Prompt A:
In the village survey text, rewrite the paragraph beginning "Ananthavaram was selected as being characteristic" as a short bulleted list that keeps its main facts.

Source text:
● ● ●

Ananthavaram village, Kollur mandal, Guntur district, was chosen purposively: the village was one of two surveyed by P. Sundarayya in 1974. Our census survey of 2005 covered 667 households and 2,410 persons. Ananthavaram is a multi-caste village with a significant Dalit population. Members of Dalit households constituted 45 per cent of the population, while members of Adivasi households formed 6.6 per cent of the population, and members of households of the Kamma caste (the dominant land-holding caste) constituted 20 per cent of the population.
Ananthavaram is irrigated by the Krishna river. Although official data suggest that almost the entire extent of cultivated land in the village was under canal irrigation, data from our surveys show that supplementary irrigation from groundwater was almost the universal norm officially classified as being solely under the canal irrigation system.
Ananthavaram was selected as being characteristic of a village from the paddy-dominated tracts of south coastal Andhra. In the kharif season, paddy cultivation dominated the sown area of the village. The two most important crops in the rabi season were maize and black gram. Sugarcane was cultivated through the year. Although a total of 25 crops were listed in our 2005 survey as having been cultivated in the village, four crops – paddy, maize, black gram and sugarcane – accounted for 95 per cent of gross cropped area.
Bukkacherla village is located in Raptadu mandal, Anantapur district. Our census survey of 2005 covered 292 households and 1,228 persons. Members of households of the dominant land-holding Kapu caste constituted 40 per cent of the population, and members of Dalit households constituted 20 per cent of the population in Bukkacherla. People from three caste groups – Kapu, Dalit, and Kuruba – constituted 71 per cent of the population.

● ● ●

Prompt B:
Copy the labeled shape entries from the line containing "Return the outline of every instance of the <item>exposed" through the line containing "M 410 447 L", both included. Keep the requests unchanged, multiply every coordinate in the outline by 1.7, and round each result to a whole number, with halves rounded up.

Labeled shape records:
● ● ●

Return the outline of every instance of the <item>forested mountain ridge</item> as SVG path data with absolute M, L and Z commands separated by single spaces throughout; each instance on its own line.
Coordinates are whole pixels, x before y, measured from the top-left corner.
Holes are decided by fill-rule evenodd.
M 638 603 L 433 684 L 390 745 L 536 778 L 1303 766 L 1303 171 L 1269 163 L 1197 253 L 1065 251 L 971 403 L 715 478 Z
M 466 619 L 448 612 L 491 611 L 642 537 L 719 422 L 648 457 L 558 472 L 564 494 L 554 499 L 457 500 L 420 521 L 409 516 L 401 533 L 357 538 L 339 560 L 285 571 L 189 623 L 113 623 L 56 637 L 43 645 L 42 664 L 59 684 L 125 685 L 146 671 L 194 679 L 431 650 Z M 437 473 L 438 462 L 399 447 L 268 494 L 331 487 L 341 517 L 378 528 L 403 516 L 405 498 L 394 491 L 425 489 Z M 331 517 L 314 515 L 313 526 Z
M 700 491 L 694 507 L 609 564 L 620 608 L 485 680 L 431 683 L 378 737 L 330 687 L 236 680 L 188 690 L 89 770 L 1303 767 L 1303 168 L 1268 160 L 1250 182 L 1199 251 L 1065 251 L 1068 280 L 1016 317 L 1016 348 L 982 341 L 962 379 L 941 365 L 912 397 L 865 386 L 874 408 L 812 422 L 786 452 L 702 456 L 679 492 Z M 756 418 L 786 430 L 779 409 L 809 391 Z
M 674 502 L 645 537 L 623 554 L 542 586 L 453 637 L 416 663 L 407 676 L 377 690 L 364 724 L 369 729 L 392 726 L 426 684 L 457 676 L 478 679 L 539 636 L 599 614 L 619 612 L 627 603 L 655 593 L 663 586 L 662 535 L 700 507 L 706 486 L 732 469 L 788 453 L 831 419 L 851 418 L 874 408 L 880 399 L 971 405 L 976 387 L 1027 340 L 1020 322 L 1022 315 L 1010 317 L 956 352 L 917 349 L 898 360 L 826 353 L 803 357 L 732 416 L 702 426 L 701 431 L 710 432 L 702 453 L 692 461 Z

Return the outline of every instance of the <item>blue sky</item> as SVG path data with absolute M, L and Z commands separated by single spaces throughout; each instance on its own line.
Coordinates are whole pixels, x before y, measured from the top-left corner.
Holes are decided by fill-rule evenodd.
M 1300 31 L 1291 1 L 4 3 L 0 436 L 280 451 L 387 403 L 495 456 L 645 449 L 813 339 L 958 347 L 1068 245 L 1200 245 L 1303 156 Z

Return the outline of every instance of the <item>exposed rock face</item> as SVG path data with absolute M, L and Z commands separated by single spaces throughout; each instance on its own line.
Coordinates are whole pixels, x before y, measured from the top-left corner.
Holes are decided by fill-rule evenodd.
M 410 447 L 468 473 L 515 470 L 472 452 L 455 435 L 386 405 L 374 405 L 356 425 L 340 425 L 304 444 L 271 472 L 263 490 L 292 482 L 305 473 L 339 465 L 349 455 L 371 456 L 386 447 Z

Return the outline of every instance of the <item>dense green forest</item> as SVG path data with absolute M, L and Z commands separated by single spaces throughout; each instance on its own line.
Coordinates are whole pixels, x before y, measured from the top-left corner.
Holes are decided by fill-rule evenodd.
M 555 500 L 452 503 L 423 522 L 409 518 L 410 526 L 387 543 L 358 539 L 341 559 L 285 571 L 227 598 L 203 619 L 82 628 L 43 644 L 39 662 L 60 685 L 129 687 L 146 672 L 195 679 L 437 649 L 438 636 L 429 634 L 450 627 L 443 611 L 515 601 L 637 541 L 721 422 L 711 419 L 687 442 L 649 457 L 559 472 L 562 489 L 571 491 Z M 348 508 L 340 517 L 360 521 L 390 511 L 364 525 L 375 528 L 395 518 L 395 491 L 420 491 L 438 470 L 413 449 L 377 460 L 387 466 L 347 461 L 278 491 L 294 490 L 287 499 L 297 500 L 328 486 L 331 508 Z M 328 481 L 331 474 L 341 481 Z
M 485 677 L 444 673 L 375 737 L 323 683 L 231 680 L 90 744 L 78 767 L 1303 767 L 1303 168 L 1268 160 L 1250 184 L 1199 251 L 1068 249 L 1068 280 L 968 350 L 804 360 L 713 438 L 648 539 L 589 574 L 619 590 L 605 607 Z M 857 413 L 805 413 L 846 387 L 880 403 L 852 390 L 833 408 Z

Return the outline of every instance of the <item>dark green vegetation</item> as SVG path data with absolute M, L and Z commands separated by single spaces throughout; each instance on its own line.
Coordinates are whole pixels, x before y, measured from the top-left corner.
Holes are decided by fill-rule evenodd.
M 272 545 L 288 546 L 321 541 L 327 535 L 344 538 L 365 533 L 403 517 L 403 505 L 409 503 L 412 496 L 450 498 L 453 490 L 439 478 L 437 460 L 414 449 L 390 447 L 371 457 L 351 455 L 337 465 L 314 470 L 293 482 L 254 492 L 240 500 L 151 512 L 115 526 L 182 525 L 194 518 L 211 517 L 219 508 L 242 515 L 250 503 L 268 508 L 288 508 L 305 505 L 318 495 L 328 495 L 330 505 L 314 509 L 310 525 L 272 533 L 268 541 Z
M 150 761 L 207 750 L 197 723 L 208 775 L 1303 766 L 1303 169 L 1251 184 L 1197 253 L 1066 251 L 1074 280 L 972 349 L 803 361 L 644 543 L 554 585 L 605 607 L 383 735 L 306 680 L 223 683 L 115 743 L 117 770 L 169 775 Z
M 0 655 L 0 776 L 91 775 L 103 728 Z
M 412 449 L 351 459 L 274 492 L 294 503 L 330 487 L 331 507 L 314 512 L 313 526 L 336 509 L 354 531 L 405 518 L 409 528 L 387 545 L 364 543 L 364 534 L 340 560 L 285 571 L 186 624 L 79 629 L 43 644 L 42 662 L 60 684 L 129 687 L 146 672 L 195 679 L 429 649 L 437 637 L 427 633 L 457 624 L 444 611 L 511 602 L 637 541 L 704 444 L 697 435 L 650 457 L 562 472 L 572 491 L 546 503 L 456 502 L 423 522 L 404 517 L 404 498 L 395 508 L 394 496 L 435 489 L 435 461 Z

● ● ●

Output A:
- Ananthavaram was chosen as typical of a village in the paddy-dominated tracts of south coastal Andhra.
- Paddy dominated the sown area in the kharif season.
- Maize and black gram were the two most important rabi crops.
- Sugarcane was grown throughout the year.
- The 2005 survey listed 25 crops, but paddy, maize, black gram and sugarcane made up 95 per cent of gross cropped area.

Output B:
Return the outline of every instance of the <item>exposed rock face</item> as SVG path data with absolute M, L and Z commands separated by single spaces throughout; each instance on its own line.
Coordinates are whole pixels, x before y, measured from the top-left corner.
Holes are decided by fill-rule evenodd.
M 697 760 L 796 804 L 876 799 L 802 768 L 774 740 L 656 689 L 636 689 L 605 723 L 578 723 L 517 755 L 461 802 L 447 833 L 496 819 L 519 804 L 576 791 L 593 774 L 631 775 L 656 760 Z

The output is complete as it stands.